__WORK TASK__
Without the pictures, return each record as it appears.

Segment Open

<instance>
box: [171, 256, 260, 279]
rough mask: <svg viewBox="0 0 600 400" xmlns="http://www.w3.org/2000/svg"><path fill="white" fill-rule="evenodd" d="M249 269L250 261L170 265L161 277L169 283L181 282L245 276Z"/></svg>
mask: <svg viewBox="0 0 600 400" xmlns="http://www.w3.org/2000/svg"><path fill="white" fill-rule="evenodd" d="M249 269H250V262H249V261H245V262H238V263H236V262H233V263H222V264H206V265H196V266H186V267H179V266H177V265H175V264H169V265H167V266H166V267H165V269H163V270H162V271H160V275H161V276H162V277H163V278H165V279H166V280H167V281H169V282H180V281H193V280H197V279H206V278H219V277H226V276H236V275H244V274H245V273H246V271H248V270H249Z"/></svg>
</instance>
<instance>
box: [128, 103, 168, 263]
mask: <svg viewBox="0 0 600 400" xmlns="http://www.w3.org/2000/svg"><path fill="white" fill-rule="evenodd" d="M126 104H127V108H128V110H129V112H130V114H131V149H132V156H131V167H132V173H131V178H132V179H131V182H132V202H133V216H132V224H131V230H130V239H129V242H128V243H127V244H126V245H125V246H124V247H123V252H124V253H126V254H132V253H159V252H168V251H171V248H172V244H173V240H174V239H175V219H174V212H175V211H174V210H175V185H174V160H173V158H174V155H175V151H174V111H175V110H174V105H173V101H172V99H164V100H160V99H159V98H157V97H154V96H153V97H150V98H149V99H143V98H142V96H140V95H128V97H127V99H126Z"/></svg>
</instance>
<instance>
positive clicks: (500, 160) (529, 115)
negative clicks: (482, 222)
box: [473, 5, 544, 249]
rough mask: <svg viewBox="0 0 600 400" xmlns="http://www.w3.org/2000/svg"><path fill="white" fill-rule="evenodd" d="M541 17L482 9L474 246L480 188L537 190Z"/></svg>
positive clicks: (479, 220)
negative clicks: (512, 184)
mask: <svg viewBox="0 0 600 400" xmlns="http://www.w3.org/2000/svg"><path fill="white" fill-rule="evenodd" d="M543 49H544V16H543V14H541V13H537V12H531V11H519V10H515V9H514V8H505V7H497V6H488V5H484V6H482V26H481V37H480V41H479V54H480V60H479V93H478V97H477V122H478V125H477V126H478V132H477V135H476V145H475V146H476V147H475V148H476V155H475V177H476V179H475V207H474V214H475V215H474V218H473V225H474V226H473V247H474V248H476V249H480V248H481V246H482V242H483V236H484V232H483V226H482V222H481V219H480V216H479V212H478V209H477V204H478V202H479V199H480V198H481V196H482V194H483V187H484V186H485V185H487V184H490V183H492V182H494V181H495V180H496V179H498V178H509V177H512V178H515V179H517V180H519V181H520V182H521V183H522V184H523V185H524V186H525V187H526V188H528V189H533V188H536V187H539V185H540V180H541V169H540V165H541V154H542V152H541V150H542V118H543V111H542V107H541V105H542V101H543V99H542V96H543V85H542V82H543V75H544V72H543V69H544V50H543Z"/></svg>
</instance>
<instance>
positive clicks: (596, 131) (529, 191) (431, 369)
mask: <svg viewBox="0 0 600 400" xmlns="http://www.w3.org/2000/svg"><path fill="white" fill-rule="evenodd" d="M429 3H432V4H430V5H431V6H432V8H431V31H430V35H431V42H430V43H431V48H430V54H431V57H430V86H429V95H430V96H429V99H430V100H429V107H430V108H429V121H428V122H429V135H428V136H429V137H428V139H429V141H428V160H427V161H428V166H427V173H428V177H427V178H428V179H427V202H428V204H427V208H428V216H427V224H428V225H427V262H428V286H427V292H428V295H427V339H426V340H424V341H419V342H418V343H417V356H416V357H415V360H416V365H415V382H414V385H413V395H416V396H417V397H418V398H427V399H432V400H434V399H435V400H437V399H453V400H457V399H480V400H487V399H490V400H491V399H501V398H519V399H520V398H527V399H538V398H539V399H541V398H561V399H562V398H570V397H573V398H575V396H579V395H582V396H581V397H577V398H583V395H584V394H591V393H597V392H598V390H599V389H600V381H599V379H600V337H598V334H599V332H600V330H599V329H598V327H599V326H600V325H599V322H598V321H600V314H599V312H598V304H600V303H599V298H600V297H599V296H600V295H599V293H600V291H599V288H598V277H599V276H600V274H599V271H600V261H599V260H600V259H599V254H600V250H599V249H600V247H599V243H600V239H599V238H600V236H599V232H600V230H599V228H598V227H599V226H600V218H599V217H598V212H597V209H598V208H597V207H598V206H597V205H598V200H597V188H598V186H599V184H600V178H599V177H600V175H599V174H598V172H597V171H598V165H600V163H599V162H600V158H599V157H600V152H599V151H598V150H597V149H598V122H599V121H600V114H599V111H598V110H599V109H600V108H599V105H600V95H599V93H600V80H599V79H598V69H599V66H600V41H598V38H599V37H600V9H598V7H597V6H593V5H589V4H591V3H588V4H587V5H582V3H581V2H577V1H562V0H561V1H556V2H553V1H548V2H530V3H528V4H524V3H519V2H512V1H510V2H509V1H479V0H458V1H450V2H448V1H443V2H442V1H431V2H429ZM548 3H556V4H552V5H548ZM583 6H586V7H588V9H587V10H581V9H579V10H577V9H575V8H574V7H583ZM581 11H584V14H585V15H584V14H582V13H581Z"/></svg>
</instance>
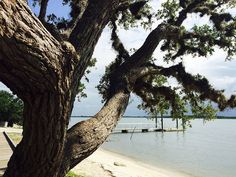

Segment Closed

__RESPONSE TO THE TASK__
<instance>
box: [171, 256, 260, 279]
rough mask: <svg viewBox="0 0 600 400" xmlns="http://www.w3.org/2000/svg"><path fill="white" fill-rule="evenodd" d="M249 269L250 261L170 265L161 277L169 283L181 282L245 276Z"/></svg>
mask: <svg viewBox="0 0 600 400" xmlns="http://www.w3.org/2000/svg"><path fill="white" fill-rule="evenodd" d="M249 269H250V262H249V261H245V262H238V263H236V262H233V263H222V264H206V265H196V266H186V267H179V266H177V265H175V264H169V265H167V266H166V267H165V269H163V270H162V271H160V275H161V276H162V277H163V278H165V279H166V280H167V281H169V282H180V281H193V280H197V279H206V278H219V277H226V276H236V275H244V274H245V273H246V271H248V270H249Z"/></svg>
</instance>
<instance>
box: [128, 103, 168, 263]
mask: <svg viewBox="0 0 600 400" xmlns="http://www.w3.org/2000/svg"><path fill="white" fill-rule="evenodd" d="M126 104H127V108H128V110H129V112H130V114H131V149H132V156H131V167H132V173H131V178H132V179H131V182H132V202H133V216H132V224H131V230H130V239H129V242H128V243H127V244H126V245H125V246H124V247H123V252H124V253H126V254H132V253H159V252H168V251H171V248H172V244H173V240H174V239H175V219H174V212H175V211H174V210H175V185H174V160H173V158H174V155H175V151H174V111H175V110H174V105H173V101H172V99H164V100H160V99H159V98H157V97H154V96H153V97H150V98H149V99H143V98H142V96H140V95H128V97H127V99H126Z"/></svg>
</instance>
<instance>
positive clicks: (500, 160) (529, 115)
negative clicks: (482, 222)
box: [473, 5, 544, 249]
rough mask: <svg viewBox="0 0 600 400" xmlns="http://www.w3.org/2000/svg"><path fill="white" fill-rule="evenodd" d="M541 17L482 9L474 246L480 188L537 190Z"/></svg>
positive clicks: (479, 220)
negative clicks: (512, 184)
mask: <svg viewBox="0 0 600 400" xmlns="http://www.w3.org/2000/svg"><path fill="white" fill-rule="evenodd" d="M543 49H544V16H543V14H541V13H537V12H531V11H519V10H515V9H514V8H505V7H497V6H488V5H484V6H482V26H481V37H480V41H479V54H480V60H479V93H478V97H477V122H478V125H477V126H478V132H477V135H476V145H475V146H476V147H475V148H476V155H475V177H476V179H475V207H474V214H475V215H474V218H473V225H474V226H473V247H474V248H476V249H480V248H481V246H482V242H483V236H484V232H483V226H482V222H481V219H480V216H479V212H478V209H477V204H478V202H479V199H480V198H481V196H482V194H483V187H484V186H485V185H487V184H490V183H492V182H494V181H495V180H496V179H498V178H509V177H512V178H515V179H517V180H519V181H520V182H521V183H522V184H523V185H524V186H525V187H526V188H528V189H533V188H536V187H539V185H540V180H541V169H540V165H541V154H542V152H541V150H542V118H543V111H542V107H541V105H542V101H543V99H542V96H543V85H542V82H543V75H544V72H543V69H544V50H543Z"/></svg>
</instance>
<instance>
positive clicks: (596, 131) (529, 191) (431, 369)
mask: <svg viewBox="0 0 600 400" xmlns="http://www.w3.org/2000/svg"><path fill="white" fill-rule="evenodd" d="M429 3H432V4H430V5H431V6H432V8H431V31H430V35H431V42H430V43H431V48H430V54H431V57H430V86H429V95H430V96H429V99H430V100H429V107H430V108H429V121H428V122H429V135H428V136H429V137H428V139H429V141H428V160H427V161H428V166H427V173H428V177H427V178H428V179H427V202H428V204H427V208H428V216H427V224H428V225H427V262H428V286H427V292H428V295H427V339H426V340H424V341H419V342H418V343H417V356H416V357H415V360H416V365H415V382H414V385H413V395H416V396H417V397H418V398H427V399H432V400H434V399H435V400H437V399H453V400H457V399H480V400H487V399H490V400H491V399H501V398H519V399H520V398H527V399H538V398H539V399H541V398H561V399H562V398H570V397H573V398H575V396H579V395H582V396H581V397H577V398H583V395H584V394H591V393H597V392H598V390H599V389H600V381H599V379H600V337H598V334H599V332H600V330H599V329H598V327H599V326H600V325H599V322H598V321H600V314H599V312H598V304H600V303H599V298H600V297H599V296H600V295H599V293H600V291H599V288H598V277H599V276H600V274H599V271H600V261H599V260H600V259H599V254H600V250H599V249H600V247H599V243H600V239H599V238H600V236H599V232H600V230H599V228H598V227H599V226H600V218H599V217H598V212H597V209H598V208H597V207H598V206H597V205H598V200H597V188H598V186H599V184H600V178H599V177H600V175H599V174H598V172H597V171H598V165H600V163H599V162H600V158H599V157H600V152H599V151H598V150H597V149H598V122H599V121H600V114H599V111H598V110H599V109H600V108H599V105H600V95H599V93H600V80H599V79H598V69H599V66H600V41H598V38H599V37H600V9H598V7H597V6H593V5H589V4H591V3H588V4H587V5H582V3H581V2H577V1H562V0H561V1H556V2H553V1H548V2H530V3H528V4H524V3H519V2H512V1H510V2H509V1H479V0H458V1H450V2H448V1H443V2H442V1H431V2H429ZM548 3H556V4H552V5H548ZM583 6H586V7H588V9H587V10H581V9H579V10H577V9H575V8H574V7H583ZM581 11H584V14H585V15H584V14H582V13H581Z"/></svg>
</instance>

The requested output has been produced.